**INSTRUCTION:**
Don't copy the pictures; return every other part of the records exactly.

* begin DATASET CONTENT *

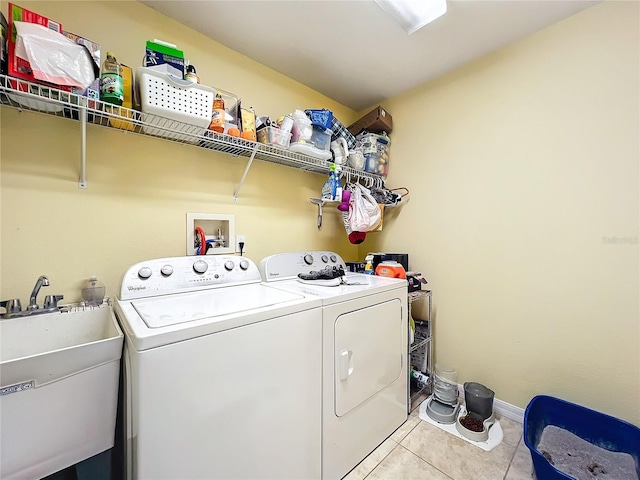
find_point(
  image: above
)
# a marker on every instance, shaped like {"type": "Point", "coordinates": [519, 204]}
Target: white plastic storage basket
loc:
{"type": "Point", "coordinates": [180, 109]}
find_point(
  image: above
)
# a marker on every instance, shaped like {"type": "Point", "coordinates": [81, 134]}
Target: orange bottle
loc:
{"type": "Point", "coordinates": [217, 115]}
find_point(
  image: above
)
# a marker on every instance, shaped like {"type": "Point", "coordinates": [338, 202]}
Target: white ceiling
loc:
{"type": "Point", "coordinates": [351, 50]}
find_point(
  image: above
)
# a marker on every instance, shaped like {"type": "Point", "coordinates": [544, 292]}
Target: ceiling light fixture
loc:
{"type": "Point", "coordinates": [413, 14]}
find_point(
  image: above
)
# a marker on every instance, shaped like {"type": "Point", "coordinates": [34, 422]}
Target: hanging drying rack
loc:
{"type": "Point", "coordinates": [27, 96]}
{"type": "Point", "coordinates": [368, 181]}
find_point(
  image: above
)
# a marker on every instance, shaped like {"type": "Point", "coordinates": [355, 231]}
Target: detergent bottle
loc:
{"type": "Point", "coordinates": [368, 268]}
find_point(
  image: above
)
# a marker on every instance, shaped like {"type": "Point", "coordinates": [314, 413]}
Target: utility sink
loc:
{"type": "Point", "coordinates": [59, 375]}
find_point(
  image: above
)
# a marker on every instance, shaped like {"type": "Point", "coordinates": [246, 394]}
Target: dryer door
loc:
{"type": "Point", "coordinates": [368, 353]}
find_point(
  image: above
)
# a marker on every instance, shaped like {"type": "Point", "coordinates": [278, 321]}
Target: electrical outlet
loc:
{"type": "Point", "coordinates": [241, 238]}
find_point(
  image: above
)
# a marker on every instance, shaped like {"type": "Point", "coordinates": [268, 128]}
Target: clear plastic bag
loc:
{"type": "Point", "coordinates": [364, 213]}
{"type": "Point", "coordinates": [53, 57]}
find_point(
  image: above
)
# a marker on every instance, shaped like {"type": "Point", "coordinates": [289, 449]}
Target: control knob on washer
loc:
{"type": "Point", "coordinates": [200, 266]}
{"type": "Point", "coordinates": [166, 270]}
{"type": "Point", "coordinates": [144, 273]}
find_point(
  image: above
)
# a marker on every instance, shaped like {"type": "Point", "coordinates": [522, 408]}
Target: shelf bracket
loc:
{"type": "Point", "coordinates": [82, 113]}
{"type": "Point", "coordinates": [244, 175]}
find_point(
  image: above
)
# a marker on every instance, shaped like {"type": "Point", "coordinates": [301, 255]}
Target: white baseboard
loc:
{"type": "Point", "coordinates": [500, 407]}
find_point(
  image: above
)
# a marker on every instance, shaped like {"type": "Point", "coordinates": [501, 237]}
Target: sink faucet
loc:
{"type": "Point", "coordinates": [43, 281]}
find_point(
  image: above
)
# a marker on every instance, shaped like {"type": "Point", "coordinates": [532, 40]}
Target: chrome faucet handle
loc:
{"type": "Point", "coordinates": [43, 281]}
{"type": "Point", "coordinates": [11, 306]}
{"type": "Point", "coordinates": [51, 301]}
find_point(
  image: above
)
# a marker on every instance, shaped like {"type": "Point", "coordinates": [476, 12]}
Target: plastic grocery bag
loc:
{"type": "Point", "coordinates": [364, 213]}
{"type": "Point", "coordinates": [53, 57]}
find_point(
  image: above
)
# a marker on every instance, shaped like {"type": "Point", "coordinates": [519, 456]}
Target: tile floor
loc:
{"type": "Point", "coordinates": [419, 450]}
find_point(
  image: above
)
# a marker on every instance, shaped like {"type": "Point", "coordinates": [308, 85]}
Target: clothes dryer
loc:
{"type": "Point", "coordinates": [222, 372]}
{"type": "Point", "coordinates": [364, 351]}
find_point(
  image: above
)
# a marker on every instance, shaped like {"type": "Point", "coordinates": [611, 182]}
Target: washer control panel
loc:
{"type": "Point", "coordinates": [163, 276]}
{"type": "Point", "coordinates": [288, 265]}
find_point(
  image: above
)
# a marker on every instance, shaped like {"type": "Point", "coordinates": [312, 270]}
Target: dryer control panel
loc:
{"type": "Point", "coordinates": [163, 276]}
{"type": "Point", "coordinates": [288, 265]}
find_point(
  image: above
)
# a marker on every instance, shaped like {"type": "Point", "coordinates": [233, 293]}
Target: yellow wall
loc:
{"type": "Point", "coordinates": [523, 171]}
{"type": "Point", "coordinates": [140, 188]}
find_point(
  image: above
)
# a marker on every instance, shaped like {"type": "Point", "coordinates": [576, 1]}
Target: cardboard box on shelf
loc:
{"type": "Point", "coordinates": [377, 120]}
{"type": "Point", "coordinates": [20, 68]}
{"type": "Point", "coordinates": [162, 53]}
{"type": "Point", "coordinates": [127, 88]}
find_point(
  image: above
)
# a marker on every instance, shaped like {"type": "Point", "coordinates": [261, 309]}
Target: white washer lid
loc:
{"type": "Point", "coordinates": [169, 310]}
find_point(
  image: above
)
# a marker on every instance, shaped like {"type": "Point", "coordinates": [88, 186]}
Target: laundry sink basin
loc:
{"type": "Point", "coordinates": [59, 376]}
{"type": "Point", "coordinates": [47, 347]}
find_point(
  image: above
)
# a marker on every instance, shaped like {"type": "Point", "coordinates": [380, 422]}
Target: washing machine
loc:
{"type": "Point", "coordinates": [364, 351]}
{"type": "Point", "coordinates": [222, 373]}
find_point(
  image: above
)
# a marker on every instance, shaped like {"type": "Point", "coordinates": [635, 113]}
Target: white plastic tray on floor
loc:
{"type": "Point", "coordinates": [495, 432]}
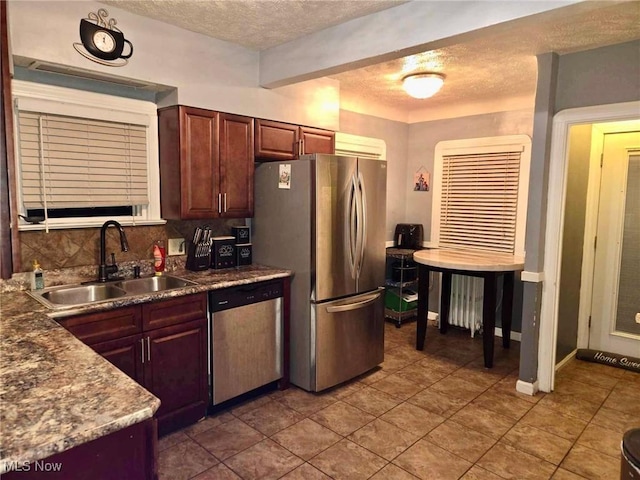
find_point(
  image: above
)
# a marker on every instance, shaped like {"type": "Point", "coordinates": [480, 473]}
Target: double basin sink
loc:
{"type": "Point", "coordinates": [76, 295]}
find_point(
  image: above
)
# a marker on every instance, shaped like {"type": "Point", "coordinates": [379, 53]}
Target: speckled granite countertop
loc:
{"type": "Point", "coordinates": [56, 392]}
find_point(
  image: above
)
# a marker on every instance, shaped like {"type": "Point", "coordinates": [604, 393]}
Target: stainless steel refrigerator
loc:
{"type": "Point", "coordinates": [323, 216]}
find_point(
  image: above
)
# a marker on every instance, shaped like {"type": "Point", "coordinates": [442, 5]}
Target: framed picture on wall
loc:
{"type": "Point", "coordinates": [421, 181]}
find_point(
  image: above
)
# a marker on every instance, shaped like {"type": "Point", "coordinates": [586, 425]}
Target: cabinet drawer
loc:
{"type": "Point", "coordinates": [174, 311]}
{"type": "Point", "coordinates": [103, 326]}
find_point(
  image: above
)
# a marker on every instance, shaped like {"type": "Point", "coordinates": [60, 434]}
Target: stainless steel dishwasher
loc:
{"type": "Point", "coordinates": [245, 338]}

* end DATASET CONTENT *

**ANSWER FOR THIS EXERCISE:**
find_point(
  image: above
)
# a marker on every instance, shaped like {"type": "Point", "coordinates": [519, 204]}
Target: white plastic storage basket
loc:
{"type": "Point", "coordinates": [180, 109]}
find_point(
  image: above
)
# a marker on every instance, shaped like {"type": "Point", "coordinates": [81, 134]}
Target: orange bottle
loc:
{"type": "Point", "coordinates": [217, 115]}
find_point(
  image: above
)
# a marker on every instance, shaped like {"type": "Point", "coordinates": [338, 202]}
Target: white ceiling
loc:
{"type": "Point", "coordinates": [351, 50]}
find_point(
  image: above
)
# a marker on every instance, shaped like {"type": "Point", "coordinates": [544, 292]}
Target: ceiling light fixture
loc:
{"type": "Point", "coordinates": [413, 14]}
find_point(
  image: above
)
# a marker on every instance, shaped like {"type": "Point", "coordinates": [34, 422]}
Target: hanging drying rack
loc:
{"type": "Point", "coordinates": [27, 96]}
{"type": "Point", "coordinates": [368, 181]}
find_point(
  image: above
)
# a marker on every instance, shaped like {"type": "Point", "coordinates": [355, 231]}
Target: detergent bottle
loc:
{"type": "Point", "coordinates": [368, 268]}
find_point(
  image: above
)
# a marker on every instance, shaped like {"type": "Point", "coordinates": [314, 413]}
Target: utility sink
loc:
{"type": "Point", "coordinates": [59, 375]}
find_point(
  image: above
)
# a marker on every instance, shaped like {"type": "Point", "coordinates": [246, 394]}
Target: dryer door
loc:
{"type": "Point", "coordinates": [368, 353]}
find_point(
  image: above
)
# a marker on every instance, shaped like {"type": "Point", "coordinates": [278, 321]}
Target: electrical outlet
loc:
{"type": "Point", "coordinates": [241, 238]}
find_point(
  image: above
)
# a marker on every instance, shaped like {"type": "Point", "coordinates": [268, 128]}
Target: clear plastic bag
loc:
{"type": "Point", "coordinates": [364, 213]}
{"type": "Point", "coordinates": [53, 57]}
find_point(
  image: above
)
# a marker on every instance, shaped like {"type": "Point", "coordinates": [289, 449]}
Target: control knob on washer
loc:
{"type": "Point", "coordinates": [200, 266]}
{"type": "Point", "coordinates": [166, 270]}
{"type": "Point", "coordinates": [144, 273]}
find_point(
  image: above
)
# a marker on every instance, shaped like {"type": "Point", "coordinates": [522, 408]}
Target: shelf bracket
loc:
{"type": "Point", "coordinates": [82, 113]}
{"type": "Point", "coordinates": [244, 175]}
find_point(
  image: above
)
# a marker on every instance, shaped like {"type": "Point", "coordinates": [301, 255]}
Target: white baseboard
loc:
{"type": "Point", "coordinates": [500, 407]}
find_point(
  image: above
)
# a marker on every instance, shaped like {"type": "Point", "coordinates": [501, 237]}
Target: sink faucet
loc:
{"type": "Point", "coordinates": [43, 281]}
find_point(
  image: above
)
# a marker on every instance, shaped like {"type": "Point", "coordinates": [532, 40]}
Target: chrome faucet handle
loc:
{"type": "Point", "coordinates": [43, 281]}
{"type": "Point", "coordinates": [11, 306]}
{"type": "Point", "coordinates": [51, 301]}
find_point(
  image: above
)
# a marker on every instance, shaped like {"type": "Point", "coordinates": [476, 12]}
Target: plastic grocery bag
loc:
{"type": "Point", "coordinates": [364, 213]}
{"type": "Point", "coordinates": [53, 57]}
find_point(
  image: above
)
# a marker on every instance, shaped like {"type": "Point", "coordinates": [519, 456]}
Target: tile floor
loc:
{"type": "Point", "coordinates": [419, 450]}
find_point(
  image: above
)
# a marker on every instance, shaped like {"type": "Point", "coordinates": [308, 85]}
Target: clothes dryer
loc:
{"type": "Point", "coordinates": [222, 372]}
{"type": "Point", "coordinates": [364, 351]}
find_point(
  image: above
)
# a marker on every instance, shaped like {"type": "Point", "coordinates": [611, 182]}
Target: washer control panel
loc:
{"type": "Point", "coordinates": [163, 276]}
{"type": "Point", "coordinates": [288, 265]}
find_point(
  image: above
)
# a marker on every instance, shaped like {"type": "Point", "coordinates": [312, 270]}
Target: dryer control panel
loc:
{"type": "Point", "coordinates": [163, 276]}
{"type": "Point", "coordinates": [288, 265]}
find_point(
  image: above
)
# a marker on every instance, shaped like {"type": "Point", "coordinates": [233, 293]}
Target: yellow wall
loc:
{"type": "Point", "coordinates": [523, 171]}
{"type": "Point", "coordinates": [140, 188]}
find_point(
  image: above
)
# a marker on every instance, shaped like {"type": "Point", "coordinates": [576, 1]}
Target: cardboard box on shelf
loc:
{"type": "Point", "coordinates": [377, 120]}
{"type": "Point", "coordinates": [20, 68]}
{"type": "Point", "coordinates": [162, 53]}
{"type": "Point", "coordinates": [127, 88]}
find_point(
  image: above
)
# a marker on every instance, shaped like {"type": "Point", "coordinates": [261, 309]}
Target: white washer lid
loc:
{"type": "Point", "coordinates": [169, 310]}
find_point(
  image: above
)
# a marker on every instance, shaped like {"type": "Point", "coordinates": [88, 186]}
Target: laundry sink basin
loc:
{"type": "Point", "coordinates": [59, 376]}
{"type": "Point", "coordinates": [47, 347]}
find_point(
  image: above
)
# a marker on every instance, shaped like {"type": "Point", "coordinates": [380, 422]}
Target: washing machine
loc:
{"type": "Point", "coordinates": [364, 351]}
{"type": "Point", "coordinates": [222, 373]}
find_point(
  image: above
)
# a marker on every instance, shaped like {"type": "Point", "coordinates": [635, 113]}
Target: white plastic tray on floor
loc:
{"type": "Point", "coordinates": [495, 432]}
find_point(
  image: above
)
# a marker on every instance, shaped like {"type": "Point", "coordinates": [480, 473]}
Target: double basin sink
loc:
{"type": "Point", "coordinates": [76, 295]}
find_point(
  image: above
)
# a marker on every instance, shaped like {"type": "Point", "coordinates": [379, 53]}
Target: speckled granite countertop
loc:
{"type": "Point", "coordinates": [56, 392]}
find_point(
  image: above
)
# a marker on every instance, shaped like {"type": "Point", "coordinates": [604, 393]}
Target: stainless steel refrigerator
loc:
{"type": "Point", "coordinates": [323, 216]}
find_point(
  image: above
)
# a marker on every instance, shaped like {"type": "Point", "coordinates": [442, 5]}
Target: framed picture on wall
loc:
{"type": "Point", "coordinates": [421, 181]}
find_point(
  image: above
)
# a marker on every instance, shaped like {"type": "Point", "coordinates": [586, 425]}
Target: cabinet drawer
loc:
{"type": "Point", "coordinates": [174, 311]}
{"type": "Point", "coordinates": [103, 326]}
find_point(
  image: above
)
# a marker on every instance, shaped like {"type": "Point", "coordinates": [60, 434]}
Target: stainless steel dishwasher
loc:
{"type": "Point", "coordinates": [245, 338]}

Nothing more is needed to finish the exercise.